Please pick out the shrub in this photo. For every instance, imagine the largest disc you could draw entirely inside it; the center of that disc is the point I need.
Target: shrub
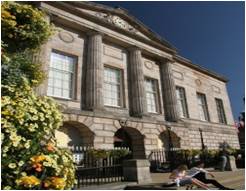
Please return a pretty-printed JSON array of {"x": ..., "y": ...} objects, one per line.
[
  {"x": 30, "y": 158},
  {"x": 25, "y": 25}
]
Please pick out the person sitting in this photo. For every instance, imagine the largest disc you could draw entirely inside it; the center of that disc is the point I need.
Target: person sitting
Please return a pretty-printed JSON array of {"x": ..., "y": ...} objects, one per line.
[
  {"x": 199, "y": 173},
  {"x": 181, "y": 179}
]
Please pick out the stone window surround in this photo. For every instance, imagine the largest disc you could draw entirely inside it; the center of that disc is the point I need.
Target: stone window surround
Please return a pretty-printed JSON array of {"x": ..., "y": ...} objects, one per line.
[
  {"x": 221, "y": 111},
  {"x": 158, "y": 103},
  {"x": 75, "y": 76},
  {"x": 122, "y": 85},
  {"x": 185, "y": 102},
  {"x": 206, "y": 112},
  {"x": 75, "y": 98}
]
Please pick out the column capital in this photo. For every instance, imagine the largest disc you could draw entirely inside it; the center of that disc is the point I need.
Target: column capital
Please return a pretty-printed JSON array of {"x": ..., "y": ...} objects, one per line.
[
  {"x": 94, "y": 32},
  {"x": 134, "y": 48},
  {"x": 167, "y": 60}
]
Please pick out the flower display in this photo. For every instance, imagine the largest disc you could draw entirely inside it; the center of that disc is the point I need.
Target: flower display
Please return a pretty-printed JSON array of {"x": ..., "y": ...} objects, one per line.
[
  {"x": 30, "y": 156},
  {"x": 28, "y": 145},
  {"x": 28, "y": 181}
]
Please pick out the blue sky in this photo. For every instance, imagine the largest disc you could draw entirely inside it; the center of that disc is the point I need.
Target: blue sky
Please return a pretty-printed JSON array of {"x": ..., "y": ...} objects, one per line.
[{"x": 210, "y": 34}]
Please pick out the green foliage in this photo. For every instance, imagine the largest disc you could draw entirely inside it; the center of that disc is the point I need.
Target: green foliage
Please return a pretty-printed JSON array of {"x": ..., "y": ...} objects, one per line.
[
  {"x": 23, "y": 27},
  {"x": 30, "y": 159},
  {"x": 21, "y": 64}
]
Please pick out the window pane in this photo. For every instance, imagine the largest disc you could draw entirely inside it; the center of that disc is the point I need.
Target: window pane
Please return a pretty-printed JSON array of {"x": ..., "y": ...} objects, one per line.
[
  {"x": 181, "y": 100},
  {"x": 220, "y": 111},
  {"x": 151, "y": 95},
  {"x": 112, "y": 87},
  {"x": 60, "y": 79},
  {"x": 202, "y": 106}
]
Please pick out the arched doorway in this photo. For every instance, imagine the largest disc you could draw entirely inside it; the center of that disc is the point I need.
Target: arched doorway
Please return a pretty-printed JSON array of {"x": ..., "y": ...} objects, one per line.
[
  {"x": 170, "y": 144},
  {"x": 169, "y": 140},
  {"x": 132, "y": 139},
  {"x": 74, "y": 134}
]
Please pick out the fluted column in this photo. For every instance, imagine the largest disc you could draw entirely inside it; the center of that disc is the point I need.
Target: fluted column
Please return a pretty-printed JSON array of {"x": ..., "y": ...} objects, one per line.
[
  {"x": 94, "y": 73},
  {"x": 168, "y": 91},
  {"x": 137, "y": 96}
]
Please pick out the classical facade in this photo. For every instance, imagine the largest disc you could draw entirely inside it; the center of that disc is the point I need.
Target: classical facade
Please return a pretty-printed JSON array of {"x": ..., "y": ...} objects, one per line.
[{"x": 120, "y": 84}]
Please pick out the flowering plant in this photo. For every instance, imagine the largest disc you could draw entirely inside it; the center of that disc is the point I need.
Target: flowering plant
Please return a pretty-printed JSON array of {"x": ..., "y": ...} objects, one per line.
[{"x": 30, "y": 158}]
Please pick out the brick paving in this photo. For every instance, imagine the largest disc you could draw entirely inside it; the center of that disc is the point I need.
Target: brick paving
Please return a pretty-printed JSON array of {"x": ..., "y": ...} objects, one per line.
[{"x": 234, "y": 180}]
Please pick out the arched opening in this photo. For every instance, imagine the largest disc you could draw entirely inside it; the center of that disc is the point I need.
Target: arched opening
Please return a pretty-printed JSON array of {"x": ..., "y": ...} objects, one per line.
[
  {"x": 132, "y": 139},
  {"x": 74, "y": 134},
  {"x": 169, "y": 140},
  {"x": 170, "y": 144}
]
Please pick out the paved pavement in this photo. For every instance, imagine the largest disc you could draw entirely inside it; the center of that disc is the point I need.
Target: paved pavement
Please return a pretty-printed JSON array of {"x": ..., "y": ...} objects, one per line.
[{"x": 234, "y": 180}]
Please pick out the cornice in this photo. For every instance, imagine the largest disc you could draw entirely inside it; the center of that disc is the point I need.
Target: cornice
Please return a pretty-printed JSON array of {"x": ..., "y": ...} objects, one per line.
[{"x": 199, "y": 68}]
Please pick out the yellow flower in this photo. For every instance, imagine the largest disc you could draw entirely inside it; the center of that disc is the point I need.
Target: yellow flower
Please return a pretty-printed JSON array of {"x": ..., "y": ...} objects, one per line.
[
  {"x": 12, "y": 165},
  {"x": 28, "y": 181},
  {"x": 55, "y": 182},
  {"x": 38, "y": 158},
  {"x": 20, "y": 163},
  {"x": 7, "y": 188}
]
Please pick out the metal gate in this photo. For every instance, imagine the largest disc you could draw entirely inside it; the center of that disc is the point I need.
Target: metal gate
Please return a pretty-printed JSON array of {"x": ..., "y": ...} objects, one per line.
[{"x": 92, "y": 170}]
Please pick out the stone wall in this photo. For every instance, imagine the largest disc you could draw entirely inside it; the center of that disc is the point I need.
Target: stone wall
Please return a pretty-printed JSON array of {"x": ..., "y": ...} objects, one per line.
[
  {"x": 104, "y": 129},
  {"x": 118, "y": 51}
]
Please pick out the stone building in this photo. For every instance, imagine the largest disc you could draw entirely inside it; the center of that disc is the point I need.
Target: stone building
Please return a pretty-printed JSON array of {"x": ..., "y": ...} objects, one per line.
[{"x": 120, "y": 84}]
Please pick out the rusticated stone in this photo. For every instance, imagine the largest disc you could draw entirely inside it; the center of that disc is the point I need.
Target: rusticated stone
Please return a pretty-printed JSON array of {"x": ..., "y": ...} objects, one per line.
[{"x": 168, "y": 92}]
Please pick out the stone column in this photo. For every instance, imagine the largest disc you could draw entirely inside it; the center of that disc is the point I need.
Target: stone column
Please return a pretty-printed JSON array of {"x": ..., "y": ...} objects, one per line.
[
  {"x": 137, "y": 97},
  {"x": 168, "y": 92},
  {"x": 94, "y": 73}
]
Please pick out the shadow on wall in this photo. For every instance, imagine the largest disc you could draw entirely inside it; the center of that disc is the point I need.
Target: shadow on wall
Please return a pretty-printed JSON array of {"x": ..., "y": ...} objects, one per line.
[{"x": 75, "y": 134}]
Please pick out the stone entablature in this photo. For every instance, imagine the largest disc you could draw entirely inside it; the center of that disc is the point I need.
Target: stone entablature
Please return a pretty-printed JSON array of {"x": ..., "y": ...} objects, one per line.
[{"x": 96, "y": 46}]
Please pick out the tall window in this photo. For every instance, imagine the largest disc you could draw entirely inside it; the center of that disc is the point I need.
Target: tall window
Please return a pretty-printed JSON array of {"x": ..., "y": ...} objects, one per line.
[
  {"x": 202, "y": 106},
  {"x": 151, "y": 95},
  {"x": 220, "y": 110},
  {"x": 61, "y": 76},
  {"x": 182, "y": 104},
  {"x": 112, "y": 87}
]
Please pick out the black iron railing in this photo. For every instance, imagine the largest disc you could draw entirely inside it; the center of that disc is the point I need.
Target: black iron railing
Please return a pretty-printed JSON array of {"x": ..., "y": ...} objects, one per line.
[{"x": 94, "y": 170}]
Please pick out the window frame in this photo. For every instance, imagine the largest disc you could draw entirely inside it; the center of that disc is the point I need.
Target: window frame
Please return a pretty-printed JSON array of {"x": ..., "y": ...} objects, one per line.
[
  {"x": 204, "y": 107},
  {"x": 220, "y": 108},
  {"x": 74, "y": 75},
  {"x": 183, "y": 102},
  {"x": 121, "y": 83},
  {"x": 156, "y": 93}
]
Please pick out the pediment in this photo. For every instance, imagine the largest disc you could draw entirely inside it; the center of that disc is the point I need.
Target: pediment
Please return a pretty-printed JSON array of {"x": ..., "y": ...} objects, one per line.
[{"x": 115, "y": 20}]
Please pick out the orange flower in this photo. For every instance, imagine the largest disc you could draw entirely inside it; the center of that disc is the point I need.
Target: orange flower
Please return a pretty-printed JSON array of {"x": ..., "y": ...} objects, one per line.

────────────────────

▶ **Aim of the exercise**:
Scan the records above for lines with the word "black". Then report how many there are, as a bare number.

▶ **Written reply**:
2